ASSIGNED TASK A:
Using the passage about AEDP therapy, answer each question:
(i) What city is listed beside Diana Wais's name?
(ii) For whom does the North Berkeley Couples Therapy Center provide psychotherapy?
(iii) What does the abbreviation AEDP stand for?
ASSIGNED TASK B:
Decide whether each statement agrees with the passage about AEDP therapy. Answer yes or no, and quote the words from the passage that decide it.
(i) The North Berkeley Couples Therapy Center offers therapy only to couples.
(ii) The quoted comment says people discover capacities for healing that they never thought possible.
(iii) The center's work draws on attachment theory.
ASSIGNED TASK C:
Pick up the passage about AEDP therapy after its last sentence and continue writing it.

** GIVEN PASSAGE follows **

AEDP is about working with the heart

AEDP is about working with the heart. Amazing things happen when both therapist and client tune into their hearts: people feel strengthened, they discover potentials and capacities for healing, growth and transformation that they never thought possible.
— Diana Wais, London

The North Berkeley Couples Therapy Center provides relationship-focussed depth psychotherapy for individuals, couples and children, through the latest advancements in affective neuroscience research and attachment theory.  This is accomplished through utilizing the transformative and highly effective therapeutic modality of Accelerated Experiential Dynamic Psychotherapy (AEDP).   

Accelerated Experiential Dynamic Psychotherapy (AEDP) facilitates a transformational process via a model of psychotherapy rooted in three primary tenants.

** End of GIVEN PASSAGE **
** EXTRACTED DATA follows **

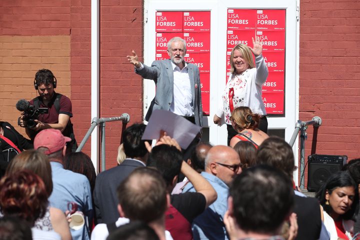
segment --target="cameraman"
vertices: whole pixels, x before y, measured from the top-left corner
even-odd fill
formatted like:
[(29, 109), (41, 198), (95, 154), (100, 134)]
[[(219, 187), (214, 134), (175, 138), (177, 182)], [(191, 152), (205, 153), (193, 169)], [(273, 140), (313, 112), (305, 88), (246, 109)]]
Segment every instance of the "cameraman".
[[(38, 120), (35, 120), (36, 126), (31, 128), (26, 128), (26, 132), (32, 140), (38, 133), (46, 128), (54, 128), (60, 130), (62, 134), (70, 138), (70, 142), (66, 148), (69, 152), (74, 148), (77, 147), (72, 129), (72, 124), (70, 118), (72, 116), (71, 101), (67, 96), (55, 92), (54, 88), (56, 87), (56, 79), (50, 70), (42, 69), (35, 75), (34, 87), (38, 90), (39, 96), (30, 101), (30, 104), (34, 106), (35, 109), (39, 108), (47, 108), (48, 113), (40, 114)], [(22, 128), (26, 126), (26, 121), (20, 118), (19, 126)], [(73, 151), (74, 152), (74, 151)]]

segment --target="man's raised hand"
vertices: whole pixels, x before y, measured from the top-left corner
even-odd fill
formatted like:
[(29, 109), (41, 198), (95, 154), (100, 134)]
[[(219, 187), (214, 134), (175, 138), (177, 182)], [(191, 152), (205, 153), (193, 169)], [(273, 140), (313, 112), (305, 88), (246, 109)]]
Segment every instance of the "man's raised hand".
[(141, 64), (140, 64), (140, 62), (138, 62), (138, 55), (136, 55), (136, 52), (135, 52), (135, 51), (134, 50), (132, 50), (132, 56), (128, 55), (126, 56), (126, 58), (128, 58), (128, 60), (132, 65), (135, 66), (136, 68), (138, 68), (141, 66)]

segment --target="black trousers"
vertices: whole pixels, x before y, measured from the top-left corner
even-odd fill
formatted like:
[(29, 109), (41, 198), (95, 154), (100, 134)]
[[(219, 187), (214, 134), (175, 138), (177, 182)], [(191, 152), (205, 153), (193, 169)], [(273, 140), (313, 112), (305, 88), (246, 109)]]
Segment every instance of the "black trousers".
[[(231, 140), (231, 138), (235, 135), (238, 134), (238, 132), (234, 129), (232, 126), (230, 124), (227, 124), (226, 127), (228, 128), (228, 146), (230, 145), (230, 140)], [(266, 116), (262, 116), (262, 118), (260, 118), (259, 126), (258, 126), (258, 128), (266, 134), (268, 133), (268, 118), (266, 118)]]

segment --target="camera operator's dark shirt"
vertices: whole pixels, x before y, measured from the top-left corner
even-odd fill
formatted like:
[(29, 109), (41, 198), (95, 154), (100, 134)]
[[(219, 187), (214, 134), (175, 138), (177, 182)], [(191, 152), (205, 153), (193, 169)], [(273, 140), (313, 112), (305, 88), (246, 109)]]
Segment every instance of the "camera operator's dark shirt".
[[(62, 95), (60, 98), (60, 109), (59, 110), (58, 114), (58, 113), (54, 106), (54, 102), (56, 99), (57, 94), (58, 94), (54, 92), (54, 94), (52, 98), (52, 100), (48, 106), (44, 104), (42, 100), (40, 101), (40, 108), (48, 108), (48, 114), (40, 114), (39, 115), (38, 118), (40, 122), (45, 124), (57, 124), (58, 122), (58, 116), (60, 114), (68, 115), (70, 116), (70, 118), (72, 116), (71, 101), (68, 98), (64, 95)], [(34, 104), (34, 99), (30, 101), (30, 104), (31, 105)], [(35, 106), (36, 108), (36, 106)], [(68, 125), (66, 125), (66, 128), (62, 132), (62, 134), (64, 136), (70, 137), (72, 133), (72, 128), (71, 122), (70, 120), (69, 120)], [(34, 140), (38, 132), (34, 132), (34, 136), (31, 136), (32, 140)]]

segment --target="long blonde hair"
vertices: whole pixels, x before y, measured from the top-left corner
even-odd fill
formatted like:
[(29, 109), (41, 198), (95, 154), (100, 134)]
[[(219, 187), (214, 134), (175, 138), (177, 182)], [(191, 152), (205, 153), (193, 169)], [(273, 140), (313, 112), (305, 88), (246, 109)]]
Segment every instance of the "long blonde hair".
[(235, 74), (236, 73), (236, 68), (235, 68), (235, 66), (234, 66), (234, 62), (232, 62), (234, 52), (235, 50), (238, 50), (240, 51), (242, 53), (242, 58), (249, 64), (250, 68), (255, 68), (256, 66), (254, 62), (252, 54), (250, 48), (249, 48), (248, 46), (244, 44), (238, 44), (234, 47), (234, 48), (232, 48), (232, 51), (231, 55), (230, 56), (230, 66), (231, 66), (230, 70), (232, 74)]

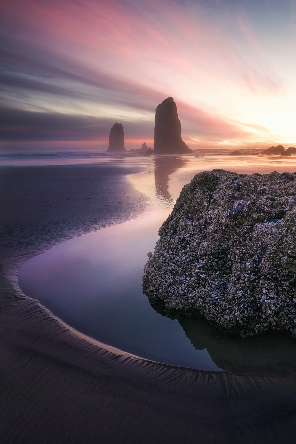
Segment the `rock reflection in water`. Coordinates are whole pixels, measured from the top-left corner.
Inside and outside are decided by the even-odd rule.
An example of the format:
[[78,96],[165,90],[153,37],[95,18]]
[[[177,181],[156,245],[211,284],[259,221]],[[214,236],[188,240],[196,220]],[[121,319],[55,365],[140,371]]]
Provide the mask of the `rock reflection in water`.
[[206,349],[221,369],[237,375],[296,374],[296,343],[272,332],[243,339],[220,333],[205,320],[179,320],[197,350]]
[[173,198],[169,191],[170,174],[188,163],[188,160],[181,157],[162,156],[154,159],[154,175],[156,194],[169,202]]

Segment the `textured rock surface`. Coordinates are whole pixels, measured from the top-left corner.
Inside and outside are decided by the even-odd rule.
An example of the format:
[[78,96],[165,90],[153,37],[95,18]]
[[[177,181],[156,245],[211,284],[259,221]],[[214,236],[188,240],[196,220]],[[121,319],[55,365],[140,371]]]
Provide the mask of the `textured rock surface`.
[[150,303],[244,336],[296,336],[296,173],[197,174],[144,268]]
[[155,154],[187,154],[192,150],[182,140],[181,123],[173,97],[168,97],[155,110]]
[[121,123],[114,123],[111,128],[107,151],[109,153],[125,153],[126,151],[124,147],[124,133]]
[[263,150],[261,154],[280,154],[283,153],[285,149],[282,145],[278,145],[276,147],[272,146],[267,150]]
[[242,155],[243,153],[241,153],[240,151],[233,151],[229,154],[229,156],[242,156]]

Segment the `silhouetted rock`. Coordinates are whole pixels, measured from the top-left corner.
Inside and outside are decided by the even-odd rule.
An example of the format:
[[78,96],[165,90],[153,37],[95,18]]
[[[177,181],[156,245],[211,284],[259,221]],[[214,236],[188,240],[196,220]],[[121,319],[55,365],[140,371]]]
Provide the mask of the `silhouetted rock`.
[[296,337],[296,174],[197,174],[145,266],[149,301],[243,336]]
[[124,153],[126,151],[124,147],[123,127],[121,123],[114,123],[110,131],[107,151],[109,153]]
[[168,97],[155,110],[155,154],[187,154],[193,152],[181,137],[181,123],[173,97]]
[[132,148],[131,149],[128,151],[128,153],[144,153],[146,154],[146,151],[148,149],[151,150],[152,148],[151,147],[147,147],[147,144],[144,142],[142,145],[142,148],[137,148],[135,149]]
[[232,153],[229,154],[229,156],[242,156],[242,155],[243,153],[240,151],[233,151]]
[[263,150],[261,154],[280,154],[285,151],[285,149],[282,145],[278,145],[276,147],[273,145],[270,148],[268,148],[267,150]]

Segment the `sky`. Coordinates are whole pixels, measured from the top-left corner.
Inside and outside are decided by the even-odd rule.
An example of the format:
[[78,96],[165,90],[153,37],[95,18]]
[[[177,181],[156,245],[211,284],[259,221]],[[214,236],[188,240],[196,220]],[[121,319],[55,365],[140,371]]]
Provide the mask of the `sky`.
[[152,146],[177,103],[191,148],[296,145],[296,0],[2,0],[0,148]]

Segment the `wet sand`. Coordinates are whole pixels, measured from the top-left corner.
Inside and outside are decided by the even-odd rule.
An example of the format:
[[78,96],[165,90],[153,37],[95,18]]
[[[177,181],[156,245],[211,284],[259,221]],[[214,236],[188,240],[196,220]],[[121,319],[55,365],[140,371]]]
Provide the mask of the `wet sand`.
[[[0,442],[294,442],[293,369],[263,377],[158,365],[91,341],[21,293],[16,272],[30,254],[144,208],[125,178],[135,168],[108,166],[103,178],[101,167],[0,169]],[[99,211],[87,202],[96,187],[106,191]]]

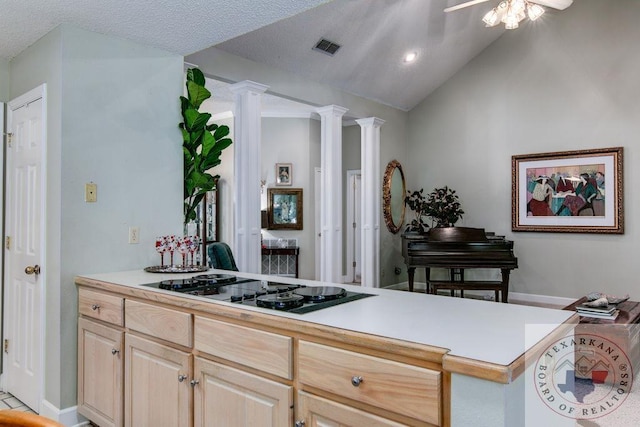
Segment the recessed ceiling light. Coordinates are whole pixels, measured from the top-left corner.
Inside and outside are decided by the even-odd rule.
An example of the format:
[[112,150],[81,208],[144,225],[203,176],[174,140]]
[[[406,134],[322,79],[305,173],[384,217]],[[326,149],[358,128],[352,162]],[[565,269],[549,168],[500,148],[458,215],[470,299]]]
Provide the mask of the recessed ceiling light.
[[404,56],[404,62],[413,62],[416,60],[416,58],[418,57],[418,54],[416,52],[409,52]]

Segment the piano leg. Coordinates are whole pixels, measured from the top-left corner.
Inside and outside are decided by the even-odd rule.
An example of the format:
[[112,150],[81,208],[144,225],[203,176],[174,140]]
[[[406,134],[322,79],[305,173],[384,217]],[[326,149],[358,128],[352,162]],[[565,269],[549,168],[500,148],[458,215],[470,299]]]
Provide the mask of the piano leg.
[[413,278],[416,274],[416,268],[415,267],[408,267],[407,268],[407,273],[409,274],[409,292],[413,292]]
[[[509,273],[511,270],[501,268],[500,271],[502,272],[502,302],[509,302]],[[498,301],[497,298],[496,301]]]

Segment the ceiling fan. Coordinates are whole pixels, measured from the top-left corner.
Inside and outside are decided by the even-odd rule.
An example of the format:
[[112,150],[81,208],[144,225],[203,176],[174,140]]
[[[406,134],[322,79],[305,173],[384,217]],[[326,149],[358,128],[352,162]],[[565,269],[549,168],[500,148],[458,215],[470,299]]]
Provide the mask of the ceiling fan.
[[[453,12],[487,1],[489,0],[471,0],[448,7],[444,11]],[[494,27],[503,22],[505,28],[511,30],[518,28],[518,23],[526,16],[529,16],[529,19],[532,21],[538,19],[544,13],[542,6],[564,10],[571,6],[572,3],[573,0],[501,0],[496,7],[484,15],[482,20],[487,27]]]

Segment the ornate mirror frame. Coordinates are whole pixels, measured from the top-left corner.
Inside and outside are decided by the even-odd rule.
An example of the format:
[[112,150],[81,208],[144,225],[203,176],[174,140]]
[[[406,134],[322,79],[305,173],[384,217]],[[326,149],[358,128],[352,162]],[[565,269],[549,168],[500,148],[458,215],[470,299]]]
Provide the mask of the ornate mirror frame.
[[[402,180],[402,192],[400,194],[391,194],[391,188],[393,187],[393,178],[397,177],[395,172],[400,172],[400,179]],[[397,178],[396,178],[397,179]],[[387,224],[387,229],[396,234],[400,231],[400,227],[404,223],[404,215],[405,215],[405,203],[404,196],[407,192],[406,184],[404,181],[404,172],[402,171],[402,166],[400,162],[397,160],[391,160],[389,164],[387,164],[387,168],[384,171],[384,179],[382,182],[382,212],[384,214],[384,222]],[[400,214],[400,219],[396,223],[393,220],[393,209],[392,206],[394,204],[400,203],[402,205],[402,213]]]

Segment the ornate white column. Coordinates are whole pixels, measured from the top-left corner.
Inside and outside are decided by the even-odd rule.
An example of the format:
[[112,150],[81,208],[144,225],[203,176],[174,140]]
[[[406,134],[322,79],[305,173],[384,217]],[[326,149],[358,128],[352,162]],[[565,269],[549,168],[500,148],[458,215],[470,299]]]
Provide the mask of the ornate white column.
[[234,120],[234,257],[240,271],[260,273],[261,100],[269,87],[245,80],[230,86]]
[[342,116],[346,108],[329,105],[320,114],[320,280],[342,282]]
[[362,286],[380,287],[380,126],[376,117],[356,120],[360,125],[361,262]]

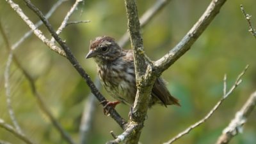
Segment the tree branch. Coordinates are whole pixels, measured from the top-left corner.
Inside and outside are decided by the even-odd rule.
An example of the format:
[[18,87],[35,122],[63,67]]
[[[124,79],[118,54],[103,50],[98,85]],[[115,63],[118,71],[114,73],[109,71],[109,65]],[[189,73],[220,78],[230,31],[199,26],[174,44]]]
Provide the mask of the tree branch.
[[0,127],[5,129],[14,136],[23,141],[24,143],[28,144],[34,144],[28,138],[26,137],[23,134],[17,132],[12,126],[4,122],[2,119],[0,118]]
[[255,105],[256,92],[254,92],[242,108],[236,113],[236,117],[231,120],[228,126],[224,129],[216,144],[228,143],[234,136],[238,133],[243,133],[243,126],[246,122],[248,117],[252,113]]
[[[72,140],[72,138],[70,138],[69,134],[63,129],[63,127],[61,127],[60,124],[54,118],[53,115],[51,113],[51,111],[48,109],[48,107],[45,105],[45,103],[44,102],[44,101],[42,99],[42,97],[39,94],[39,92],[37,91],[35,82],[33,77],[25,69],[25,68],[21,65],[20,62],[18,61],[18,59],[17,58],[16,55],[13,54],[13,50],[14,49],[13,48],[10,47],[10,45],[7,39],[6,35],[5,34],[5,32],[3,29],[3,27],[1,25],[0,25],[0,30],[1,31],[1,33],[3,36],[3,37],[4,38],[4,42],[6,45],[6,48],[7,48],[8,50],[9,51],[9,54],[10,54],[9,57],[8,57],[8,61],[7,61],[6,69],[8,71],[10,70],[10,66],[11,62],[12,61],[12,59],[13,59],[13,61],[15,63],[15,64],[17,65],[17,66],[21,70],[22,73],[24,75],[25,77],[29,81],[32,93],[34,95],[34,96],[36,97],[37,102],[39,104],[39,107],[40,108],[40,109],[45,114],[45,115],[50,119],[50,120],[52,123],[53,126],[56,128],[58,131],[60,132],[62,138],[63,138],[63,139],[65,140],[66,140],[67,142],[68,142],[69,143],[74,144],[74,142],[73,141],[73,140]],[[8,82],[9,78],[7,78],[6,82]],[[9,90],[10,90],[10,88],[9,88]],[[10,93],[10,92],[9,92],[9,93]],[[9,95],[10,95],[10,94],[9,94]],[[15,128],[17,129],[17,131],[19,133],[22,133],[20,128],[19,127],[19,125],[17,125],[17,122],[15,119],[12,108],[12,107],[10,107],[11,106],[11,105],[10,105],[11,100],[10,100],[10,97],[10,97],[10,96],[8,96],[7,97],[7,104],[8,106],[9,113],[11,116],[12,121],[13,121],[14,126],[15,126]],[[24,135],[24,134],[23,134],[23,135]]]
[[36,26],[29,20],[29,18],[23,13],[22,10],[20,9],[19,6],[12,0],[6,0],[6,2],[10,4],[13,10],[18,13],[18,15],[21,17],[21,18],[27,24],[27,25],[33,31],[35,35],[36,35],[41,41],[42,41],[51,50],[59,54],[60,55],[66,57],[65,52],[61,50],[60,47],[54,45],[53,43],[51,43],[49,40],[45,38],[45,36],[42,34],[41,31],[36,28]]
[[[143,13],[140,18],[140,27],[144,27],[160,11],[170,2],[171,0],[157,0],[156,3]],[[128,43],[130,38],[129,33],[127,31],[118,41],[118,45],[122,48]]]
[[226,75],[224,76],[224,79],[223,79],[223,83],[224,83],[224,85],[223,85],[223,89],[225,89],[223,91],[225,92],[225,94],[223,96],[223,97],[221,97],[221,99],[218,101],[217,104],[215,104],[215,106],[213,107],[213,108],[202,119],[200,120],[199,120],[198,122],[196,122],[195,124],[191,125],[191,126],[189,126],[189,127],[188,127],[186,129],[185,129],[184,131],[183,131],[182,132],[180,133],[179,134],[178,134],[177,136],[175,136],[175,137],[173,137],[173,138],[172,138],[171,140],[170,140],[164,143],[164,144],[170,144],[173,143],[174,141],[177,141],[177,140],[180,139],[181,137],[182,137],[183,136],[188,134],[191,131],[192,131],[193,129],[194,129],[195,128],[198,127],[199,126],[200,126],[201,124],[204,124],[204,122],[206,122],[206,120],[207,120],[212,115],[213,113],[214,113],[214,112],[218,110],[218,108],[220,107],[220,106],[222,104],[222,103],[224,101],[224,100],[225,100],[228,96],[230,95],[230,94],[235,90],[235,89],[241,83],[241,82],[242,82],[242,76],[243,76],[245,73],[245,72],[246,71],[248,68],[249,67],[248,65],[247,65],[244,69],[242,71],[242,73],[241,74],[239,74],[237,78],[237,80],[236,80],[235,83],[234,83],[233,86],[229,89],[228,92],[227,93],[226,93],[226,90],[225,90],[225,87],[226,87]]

** End of EXTRACTED DATA **

ANSWER AREA A:
(i) London
(ii) Individuals, couples and children
(iii) Accelerated Experiential Dynamic Psychotherapy

ANSWER AREA B:
(i) No: "for individuals, couples and children"
(ii) Yes: "they discover potentials and capacities for healing, growth and transformation that they never thought possible"
(iii) Yes: "through the latest advancements in affective neuroscience research and attachment theory"

ANSWER AREA C:
  • healing attachment
  • transformative experience
  • emotional and somatic processing

Dr. Diana Fosha, Ph.D.,  author of the The Transforming Power of Affect, generated the therapy model of Accelerated Experiential Dynamic Psychotherapy (AEDP) integrating resonances from attachment theory psychodynamic theory, neuroscience, somatic therapy, affective and transformational disciplines.  At the root of AEDP is a collaborative process of helping our patients and ourselves as therapists to mend attachment wounds and trauma.  These vulnerabilities often feel like broken parts of ourselves in which we feel unbearably alone, but through the therapeutic journey these vulnerabilities can become strong and healed. The therapist and client work together to tend to the feeling of aloneness, loss, trauma and relational challenges that leave us disconnected in our relationships. In this mutual exploration, increased compassion and insight manifest and develop into an inner knowing that we were never broken to begin with, but rather feeling the pain of being disconnected from ourselves and others.

Dr. Diana Fosha asserts that "Through the in-depth processing of difficult emotional and relational experiences, the AEDP clinician fosters the emergence of new and healing experiences for the client." It is through this shared affective exploration, couples with the witnessing and supportive compassion of the AEDP practitioner that facilitates a reparative and profoundly transformative heartfelt experience for the client.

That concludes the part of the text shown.